━━ Excerpted passage

Sort file:- Dover, October, 2021.

Page Updated:- Monday, 18 October, 2021.

PUB LIST PUBLIC HOUSES Barry Smith and Paul Skelton

Earliest 1860-

Golden Cross

Latest Oct 1940

13 St. James' Street


Golden Cross circa 1940

Above showing the "Golden Cross," with thanks from Bob Hollingsbury, showing the war damage. Circa 1940.

Golden Cross 1940

Above photo, 7 November, 1940.

Lord Lothian, British Ambassador to the United States, who is taking the opportunity afforded by his stay in Britain to make himself familiar with the manner in which the British people are fighting back against intensified enemy attacks, inspected coastal defences and also visited Dover. Photo shows Lord Lothian (right foreground) passing wrecked buildings in Dover. With him is Captain Llewellyn-Morgan of the Royal Navy.

G November 7th 1940. r. Censor No. 90554.

1937 map

Above map 1937.

Golden Cross location 2009

Similar shot taken in 2009.

Golden Cross

Dover Mercury 6/4/2000

Pub outing facts arrive.

THE ink had hardly dried on the Dover Mercury two weeks ago before we started receiving information about the mystery picture in our Those Were The Days feature.

The picture showed people about to go on a charabanc outing from a pub in Dover.

━━━━
━━ Provided information

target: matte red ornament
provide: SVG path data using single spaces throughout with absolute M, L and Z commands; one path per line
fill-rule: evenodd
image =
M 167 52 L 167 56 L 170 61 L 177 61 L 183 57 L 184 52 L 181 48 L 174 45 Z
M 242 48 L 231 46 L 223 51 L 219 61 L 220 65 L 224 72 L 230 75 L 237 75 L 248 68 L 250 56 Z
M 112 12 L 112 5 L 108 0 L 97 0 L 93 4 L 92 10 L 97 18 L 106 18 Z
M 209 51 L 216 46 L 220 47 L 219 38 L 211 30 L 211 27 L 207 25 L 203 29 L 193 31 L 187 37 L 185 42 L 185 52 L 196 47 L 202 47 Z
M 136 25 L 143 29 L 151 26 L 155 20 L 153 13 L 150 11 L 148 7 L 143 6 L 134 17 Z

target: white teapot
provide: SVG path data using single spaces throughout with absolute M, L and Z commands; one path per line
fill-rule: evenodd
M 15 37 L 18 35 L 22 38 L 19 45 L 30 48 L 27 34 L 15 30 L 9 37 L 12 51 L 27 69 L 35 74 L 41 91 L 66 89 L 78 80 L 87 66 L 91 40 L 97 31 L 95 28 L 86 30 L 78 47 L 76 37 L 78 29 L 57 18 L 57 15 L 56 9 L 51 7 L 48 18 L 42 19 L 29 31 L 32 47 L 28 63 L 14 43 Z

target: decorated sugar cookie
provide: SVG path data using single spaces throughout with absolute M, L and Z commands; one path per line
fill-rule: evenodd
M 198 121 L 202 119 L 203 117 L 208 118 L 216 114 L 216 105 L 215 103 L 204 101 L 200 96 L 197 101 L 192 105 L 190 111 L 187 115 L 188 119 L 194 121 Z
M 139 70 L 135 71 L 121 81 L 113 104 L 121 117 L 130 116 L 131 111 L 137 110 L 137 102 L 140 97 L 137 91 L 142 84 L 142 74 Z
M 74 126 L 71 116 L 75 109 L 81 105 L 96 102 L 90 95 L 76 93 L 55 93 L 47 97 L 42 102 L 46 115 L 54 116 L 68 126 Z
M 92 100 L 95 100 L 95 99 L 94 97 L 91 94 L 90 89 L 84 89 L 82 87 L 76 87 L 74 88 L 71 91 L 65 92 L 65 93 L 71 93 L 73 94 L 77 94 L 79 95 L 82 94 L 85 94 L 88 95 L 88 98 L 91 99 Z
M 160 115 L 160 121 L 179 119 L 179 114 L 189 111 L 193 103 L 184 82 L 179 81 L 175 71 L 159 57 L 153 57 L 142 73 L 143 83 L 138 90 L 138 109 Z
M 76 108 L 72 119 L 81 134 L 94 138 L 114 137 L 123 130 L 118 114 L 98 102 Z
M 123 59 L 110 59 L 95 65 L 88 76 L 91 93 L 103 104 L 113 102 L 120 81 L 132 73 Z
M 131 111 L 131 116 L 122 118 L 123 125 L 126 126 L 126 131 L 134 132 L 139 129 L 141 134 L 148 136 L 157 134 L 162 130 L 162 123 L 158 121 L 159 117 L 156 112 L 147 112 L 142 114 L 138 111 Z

━━━━

*Problems to work on*.
(A) Answer these questions from the Golden Cross pub history:
(i) What street address is listed for the Golden Cross?
(ii) Who was with Lord Lothian as he passed the wrecked buildings in Dover?
(iii) What kind of outing were the people in the mystery picture about to go on?
(B) Write the next part of the Golden Cross pub history, picking up after its final sentence.
The records were taken from a separate source.

*In response*.
(A)
(i) 13 St. James' Street.
(ii) Captain Llewellyn-Morgan of the Royal Navy.
(iii) A charabanc outing from a pub in Dover.

(B)
Bob Dunford was the first to get in contact, telling us it was taken at Golden Cross Passage and the pub was the Golden Cross in at St James's Street. Adding more information was Barry Smith who said the pub, run by Charringtons, was at 13 St James's Street.

Quoting from the book By The Way, which is available in Dover Reference Library, Mr Smith said: "The Golden Cross opened at 5am from 1881. Another with the sign was reported in Snargate Street in 1826.

"Bomb damage was responsible for the closure on October 7, 1940. Further damage made the building so dangerous that rebuilding was called for.

"It was ruled that although rebuilding was out of the question, the brewer should not forfeit his licence.

"Post war, a compulsory purchase order was made for the site and war damaged building thereon in January 1954.

"The brewer in turn asked for the licence to be transferred to a newly-built house on the Buckland Estate and it then passed to the Wheelwright's Arms in 1956."

Local historian Joe Harman confirmed it was the Golden Cross Inn in St James' Street and the picture was probably taken about 1925.

"The charabanc is probably one of Father Wills' from Folkestone," he said. "There was a Golden Cross Passage with a grocer's shop on the other side, hence the Nestle's Milk sign in the picture."


From the Kentish Gazette, 23 October, 1860.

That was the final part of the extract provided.